Task data =>
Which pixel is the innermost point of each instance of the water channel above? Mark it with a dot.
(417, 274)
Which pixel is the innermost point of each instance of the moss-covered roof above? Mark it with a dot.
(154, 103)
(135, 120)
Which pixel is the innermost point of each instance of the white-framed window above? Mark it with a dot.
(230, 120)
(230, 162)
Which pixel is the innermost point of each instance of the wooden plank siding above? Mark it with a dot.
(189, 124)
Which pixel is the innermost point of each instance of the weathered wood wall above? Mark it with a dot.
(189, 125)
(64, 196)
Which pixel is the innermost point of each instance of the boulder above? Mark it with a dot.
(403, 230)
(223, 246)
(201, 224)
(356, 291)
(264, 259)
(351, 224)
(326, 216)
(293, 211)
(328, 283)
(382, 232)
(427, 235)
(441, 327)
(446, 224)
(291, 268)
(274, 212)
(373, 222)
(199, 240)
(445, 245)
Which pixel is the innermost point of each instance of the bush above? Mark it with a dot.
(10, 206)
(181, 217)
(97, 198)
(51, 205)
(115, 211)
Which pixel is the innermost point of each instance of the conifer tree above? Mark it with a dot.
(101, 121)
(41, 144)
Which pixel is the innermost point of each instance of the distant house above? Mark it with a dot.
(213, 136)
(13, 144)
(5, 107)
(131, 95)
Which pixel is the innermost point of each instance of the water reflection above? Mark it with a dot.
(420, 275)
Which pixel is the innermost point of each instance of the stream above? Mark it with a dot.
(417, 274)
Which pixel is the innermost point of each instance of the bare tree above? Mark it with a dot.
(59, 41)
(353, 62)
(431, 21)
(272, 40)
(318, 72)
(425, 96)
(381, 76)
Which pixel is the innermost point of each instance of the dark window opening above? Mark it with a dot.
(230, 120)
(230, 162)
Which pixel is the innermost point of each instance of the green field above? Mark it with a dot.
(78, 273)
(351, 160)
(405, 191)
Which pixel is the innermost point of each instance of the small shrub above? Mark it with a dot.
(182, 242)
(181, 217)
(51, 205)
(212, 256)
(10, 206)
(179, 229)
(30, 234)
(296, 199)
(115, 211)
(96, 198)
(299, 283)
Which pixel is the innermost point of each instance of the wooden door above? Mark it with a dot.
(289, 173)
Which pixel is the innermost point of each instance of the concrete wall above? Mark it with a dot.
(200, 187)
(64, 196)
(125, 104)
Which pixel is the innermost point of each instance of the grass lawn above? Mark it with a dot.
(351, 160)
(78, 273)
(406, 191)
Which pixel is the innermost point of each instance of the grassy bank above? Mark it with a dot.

Task directions =>
Transcribe all of the material exactly as it was written.

Solved problem =>
Which pixel is the innermost point of each instance of the water channel above? Mark it with a dot.
(417, 274)
Which pixel is the innermost point of each instance of the moss-covered roof above? Mark it with a dot.
(154, 103)
(135, 120)
Which pixel is the innermost point of each instance of the white-framed window above? Mark it with a dot.
(230, 120)
(230, 162)
Which pixel is the innermost point of each instance of the wooden plank siding above? Mark it with a dot.
(189, 124)
Which pixel is the innermost point of each instance of the weathered wood wall above? Mark it with a dot.
(189, 125)
(64, 196)
Which pixel is the innermost point of each instance of the boulder above? Mark it with a dot.
(403, 230)
(223, 246)
(201, 224)
(356, 291)
(264, 259)
(351, 224)
(326, 216)
(293, 211)
(328, 283)
(382, 232)
(427, 235)
(441, 327)
(446, 224)
(291, 268)
(274, 212)
(373, 222)
(199, 240)
(445, 245)
Which pixel is the innermost point of each instance of the bush above? Mark it with a dot.
(10, 206)
(181, 217)
(97, 198)
(51, 205)
(115, 211)
Which pixel is the innermost point of each instance of the conifer tree above? Mark it with a dot.
(101, 121)
(41, 144)
Which pixel is the innermost point of each instance of the distant house above? Mark it with a dot.
(213, 136)
(13, 144)
(5, 107)
(131, 95)
Which pixel is the innermost point of each instance of the water reflection above? Mark it with a dot.
(420, 275)
Which pixel is the innermost point of each instance of the stream above? Mark it with a dot.
(417, 274)
Which pixel is the innermost point of each instance of the bare tree above? Mark it with a dot.
(59, 41)
(353, 62)
(431, 21)
(272, 40)
(318, 72)
(425, 96)
(381, 76)
Which pixel is the innermost point of each instance of the dark window opening above? Mark it with a dot.
(230, 120)
(230, 162)
Which pixel is the innermost point of each instance of the green field above? Mark it with a dot.
(78, 273)
(351, 160)
(405, 191)
Which pixel is the innermost point of each instance of the small shrub above? Mark it with a dot.
(182, 242)
(181, 217)
(51, 205)
(212, 256)
(10, 206)
(179, 229)
(30, 234)
(296, 199)
(115, 211)
(96, 198)
(299, 283)
Which pixel is the innermost point of each instance of the wooden door above? Mark it with a dot.
(289, 173)
Which pixel is the innermost point of each instance of the concrete wall above? Mark it with a dot.
(200, 187)
(64, 196)
(125, 104)
Which pixel is the innermost point of each instance of the grass lawn above? Mark it with a dot.
(351, 160)
(78, 273)
(406, 191)
Which pixel is the innermost point of each instance of the grassy bank above? Mark it with a dot.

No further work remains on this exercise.